[[ DATA FOR PROCESSING open ]]

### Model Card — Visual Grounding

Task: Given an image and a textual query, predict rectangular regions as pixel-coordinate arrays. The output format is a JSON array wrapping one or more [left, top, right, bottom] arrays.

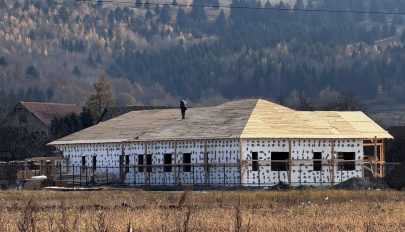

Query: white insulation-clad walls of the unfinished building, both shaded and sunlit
[[58, 139, 363, 186]]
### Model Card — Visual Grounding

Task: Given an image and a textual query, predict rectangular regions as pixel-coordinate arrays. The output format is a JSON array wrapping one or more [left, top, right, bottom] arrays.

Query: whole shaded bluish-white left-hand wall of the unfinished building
[[59, 139, 240, 185]]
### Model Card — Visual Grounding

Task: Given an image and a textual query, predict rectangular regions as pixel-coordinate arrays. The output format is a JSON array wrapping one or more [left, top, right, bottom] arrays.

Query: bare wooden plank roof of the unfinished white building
[[50, 99, 392, 145]]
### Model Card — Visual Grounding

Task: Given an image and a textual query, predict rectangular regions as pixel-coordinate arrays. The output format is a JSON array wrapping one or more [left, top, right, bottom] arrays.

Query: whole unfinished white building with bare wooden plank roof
[[50, 99, 392, 186]]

[[ DATA FOR PROCESSING closed ]]

TASK BRIEF:
Look above for the line containing "Query: whole shaded", then please write out that line and each one after it through the end, exactly, with nothing else.

RESPONSE TO THE TASK:
Query: whole shaded bluish-white left-hand wall of the unfinished building
[[59, 139, 240, 185]]
### Model Card — Visual Grounding

Task: Given an image and a textual query, predict rectangular regions as pixel-coordinate arrays. The output format is a JSON array wrapping one or more [left, top, right, bottom] arrays.

Query: bare wooden plank roof of the unfinished white building
[[50, 99, 392, 145]]
### Model Card — Visual Grounding

Task: Given an image and a textual query, predict rectangular regions as pixel-coordinate arrays. The output format is a JSON array wrapping one or more [left, top, right, bottom] arrays.

Query: whole unfinished white building with bare wooden plank roof
[[50, 99, 392, 186]]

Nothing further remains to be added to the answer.